▸ Exercise requirements
#1 Why does the Smalltalk collection classes page recommend learning the protocol of the Collection and SequenceableCollection classes?
#2 How would you render this sentence from the Smalltalk collection classes page in German: "Collection is the superclass of all collections, and SequenceableCollection is inherited by all collections which use a numeric index (among others: Array, String and OrderedCollection)."
#3 Can you carry on the Smalltalk collection classes page from its last sentence?

▸ Extracted text
====================

[up] [next]

Collection classes

Collections are containers for other objects. Smalltalk provides a rich set of collection classes ready to be used.

The protocol offered by these collections is very orthogonal, making good use of polymorphism. For example, most collections respond to messages like #at:, #includes: or #do:, even though the implementations are totally different and the performance may vary greatly between different collections and access methods (*).

To get a rough idea of the common protocol, take a look at the Collection and SequenceableCollection classes. Collection is the superclass of all collections, and SequenceableCollection is inherited by all collections which use a numeric index (among others: Array, String and OrderedCollection).
These implement most of the common operations, so knowledge about those classes' protocol is highly recommended.

The most useful and most used collection classes are:

less frequently used collections:

seldom used or highly specialized collections:

The above lists only a small subset of the collection classes as provided with the system;
Use the SystemBrowser to see what else is available, to have a more detailed look into the implementation and also to see the full set of operations offered by these classes.

Array

Arrays store references to other objects, and use a numeric key (1 .. ) to access these elements. The elements can be of any type. The size of an array is assumed to be constant. (It is possible to change the size, but this is a relatively expensive i.e. slow operation.)

====================

▸ Excerpted data
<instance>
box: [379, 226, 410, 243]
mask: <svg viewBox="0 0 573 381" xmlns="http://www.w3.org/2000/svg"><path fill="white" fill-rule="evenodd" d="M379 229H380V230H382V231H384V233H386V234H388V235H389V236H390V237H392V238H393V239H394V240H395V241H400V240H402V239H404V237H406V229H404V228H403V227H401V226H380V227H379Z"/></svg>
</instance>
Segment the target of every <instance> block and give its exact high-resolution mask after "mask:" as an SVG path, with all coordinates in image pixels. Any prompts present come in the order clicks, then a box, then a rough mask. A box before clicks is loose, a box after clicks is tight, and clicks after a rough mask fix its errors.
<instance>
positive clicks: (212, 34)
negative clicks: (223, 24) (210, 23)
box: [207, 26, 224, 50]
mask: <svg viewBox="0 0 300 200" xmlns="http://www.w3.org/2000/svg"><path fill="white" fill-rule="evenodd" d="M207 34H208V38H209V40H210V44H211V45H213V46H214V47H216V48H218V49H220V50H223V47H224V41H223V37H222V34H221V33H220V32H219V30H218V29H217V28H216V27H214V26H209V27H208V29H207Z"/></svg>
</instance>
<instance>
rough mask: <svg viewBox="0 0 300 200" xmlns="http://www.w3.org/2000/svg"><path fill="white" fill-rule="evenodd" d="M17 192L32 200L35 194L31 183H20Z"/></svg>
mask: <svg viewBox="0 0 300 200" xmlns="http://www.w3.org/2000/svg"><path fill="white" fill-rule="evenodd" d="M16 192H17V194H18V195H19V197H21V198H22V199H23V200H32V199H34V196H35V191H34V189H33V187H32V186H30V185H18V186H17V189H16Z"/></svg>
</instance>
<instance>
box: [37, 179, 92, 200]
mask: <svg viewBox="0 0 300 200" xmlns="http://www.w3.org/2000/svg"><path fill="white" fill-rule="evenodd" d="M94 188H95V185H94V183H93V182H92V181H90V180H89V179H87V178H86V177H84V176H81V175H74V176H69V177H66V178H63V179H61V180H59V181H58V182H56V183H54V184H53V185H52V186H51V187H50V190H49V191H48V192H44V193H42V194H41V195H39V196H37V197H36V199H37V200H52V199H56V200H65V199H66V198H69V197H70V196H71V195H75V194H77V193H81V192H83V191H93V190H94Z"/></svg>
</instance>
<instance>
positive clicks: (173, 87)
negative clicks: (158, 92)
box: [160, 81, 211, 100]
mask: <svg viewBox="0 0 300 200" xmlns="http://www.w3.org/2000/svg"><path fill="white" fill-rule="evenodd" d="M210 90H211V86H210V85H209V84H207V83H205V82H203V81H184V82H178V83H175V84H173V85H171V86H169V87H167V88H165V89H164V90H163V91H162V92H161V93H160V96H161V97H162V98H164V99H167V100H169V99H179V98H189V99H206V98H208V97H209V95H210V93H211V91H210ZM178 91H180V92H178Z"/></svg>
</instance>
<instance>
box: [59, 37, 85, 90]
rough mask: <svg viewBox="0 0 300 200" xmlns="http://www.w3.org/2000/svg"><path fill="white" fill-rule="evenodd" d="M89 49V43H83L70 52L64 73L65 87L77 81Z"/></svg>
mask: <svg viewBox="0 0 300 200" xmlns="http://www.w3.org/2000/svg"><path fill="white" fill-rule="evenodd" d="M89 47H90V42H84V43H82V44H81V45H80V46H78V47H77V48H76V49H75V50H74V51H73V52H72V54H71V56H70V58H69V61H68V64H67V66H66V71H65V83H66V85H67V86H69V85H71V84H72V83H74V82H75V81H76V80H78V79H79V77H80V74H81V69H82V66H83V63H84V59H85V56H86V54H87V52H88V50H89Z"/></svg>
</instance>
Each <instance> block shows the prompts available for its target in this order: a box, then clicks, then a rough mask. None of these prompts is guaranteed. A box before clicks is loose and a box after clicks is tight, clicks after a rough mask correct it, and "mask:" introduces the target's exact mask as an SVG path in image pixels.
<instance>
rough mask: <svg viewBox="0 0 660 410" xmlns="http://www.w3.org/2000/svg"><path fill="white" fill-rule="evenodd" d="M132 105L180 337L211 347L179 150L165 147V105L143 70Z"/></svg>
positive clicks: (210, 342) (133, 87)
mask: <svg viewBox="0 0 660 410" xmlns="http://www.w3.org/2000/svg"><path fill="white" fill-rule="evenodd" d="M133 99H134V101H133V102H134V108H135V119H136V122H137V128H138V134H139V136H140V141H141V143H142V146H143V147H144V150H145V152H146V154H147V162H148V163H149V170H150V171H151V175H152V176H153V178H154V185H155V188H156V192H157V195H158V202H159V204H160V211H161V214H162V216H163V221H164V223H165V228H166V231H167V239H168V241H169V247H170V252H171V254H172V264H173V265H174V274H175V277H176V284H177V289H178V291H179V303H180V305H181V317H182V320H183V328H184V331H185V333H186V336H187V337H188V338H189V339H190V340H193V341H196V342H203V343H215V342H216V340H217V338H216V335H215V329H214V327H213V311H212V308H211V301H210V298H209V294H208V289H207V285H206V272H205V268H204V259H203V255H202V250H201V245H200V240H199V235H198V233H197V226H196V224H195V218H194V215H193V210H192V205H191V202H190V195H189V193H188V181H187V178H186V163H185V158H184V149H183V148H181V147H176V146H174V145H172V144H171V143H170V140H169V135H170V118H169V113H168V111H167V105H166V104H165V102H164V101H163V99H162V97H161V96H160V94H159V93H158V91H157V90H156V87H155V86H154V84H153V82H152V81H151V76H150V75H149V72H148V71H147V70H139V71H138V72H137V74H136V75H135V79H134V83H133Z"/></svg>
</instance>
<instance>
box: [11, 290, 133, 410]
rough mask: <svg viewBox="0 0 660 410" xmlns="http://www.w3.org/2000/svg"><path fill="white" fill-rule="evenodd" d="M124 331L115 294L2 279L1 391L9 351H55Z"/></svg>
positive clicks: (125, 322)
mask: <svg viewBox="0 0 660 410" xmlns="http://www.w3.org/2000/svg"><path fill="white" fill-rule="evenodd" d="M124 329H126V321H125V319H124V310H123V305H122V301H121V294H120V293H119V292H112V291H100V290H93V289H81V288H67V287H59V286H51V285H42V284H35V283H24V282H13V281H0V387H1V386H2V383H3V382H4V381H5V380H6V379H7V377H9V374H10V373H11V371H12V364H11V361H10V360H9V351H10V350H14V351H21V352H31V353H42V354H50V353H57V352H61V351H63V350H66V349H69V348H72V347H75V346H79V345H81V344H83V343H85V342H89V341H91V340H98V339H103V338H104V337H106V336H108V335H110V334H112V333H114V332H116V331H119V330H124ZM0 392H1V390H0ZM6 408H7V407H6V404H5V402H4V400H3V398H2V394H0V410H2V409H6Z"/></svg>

====================

▸ Answer list
#1 Those two classes implement most of the common operations. Collection is the superclass of all collections, and SequenceableCollection is inherited by every collection that uses a numeric index, such as Array, String and OrderedCollection.

#2 Collection ist die Oberklasse aller Collections, und SequenceableCollection wird von allen Collections geerbt, die einen numerischen Index verwenden (unter anderem: Array, String und OrderedCollection).

#3
When accessing elements in arrays, the index is always checked for being within the bounds - you will get an indexBounds exception if you try to access an element using an illegal index
(this is not a special behavior of arrays - instead, it is true for any indexed reference in Smalltalk).

The typical uses of arrays are:

The Smalltalk language allows array constants (so called "Array literals"), the syntax is:
    #( element1 element2 ... elementN )
where the individual elements must be literals (numbers, characters, strings or other arrays). Nested literal Arrays can be written as:
    #(
	(element1.1 element1.2 ... element1.M)
	(element2.1 element2.2 ... element2.M)
	...
	(elementN.1 elementN.2 ... elementN.M)
     )
Notice, the above is an Array of 3 Arrays. Not to confuse with an array containing 9 elements (which you get, if the inner parenthesises are ommited).

Smalltalk/X also allows the objects true, false and nil to be treated like constants in literal arrays. This is NOT compatible with some older Smalltalk implementations (but is now part of the Ansi standard), so care should be taken if that code is to be ported to other systems later.
For example,

    #( nil 1 'foo' true #true )
represents a 5-element array literal consisting of nil, the integer 1, the string 'foo', the boolean true and the symbol #true.

More details are found in "Array's class description".

In practice, arrays are very very seldom used except as literal constants "#( ... )".
Beginners, especially with a C/C++ background, often tend to overuse arrays - please look at the description of OrderedCollection, which behaves much like arrays do, but offer functionality for growing and shrinking and are usually a better choice. Also, for searching, counting, mapping etc. please use Set and Dictionary.

String

Strings are special arrays, which are tuned for storage of characters. (actually, they only allow storing characters - an error is reported, if you try to store something else into it).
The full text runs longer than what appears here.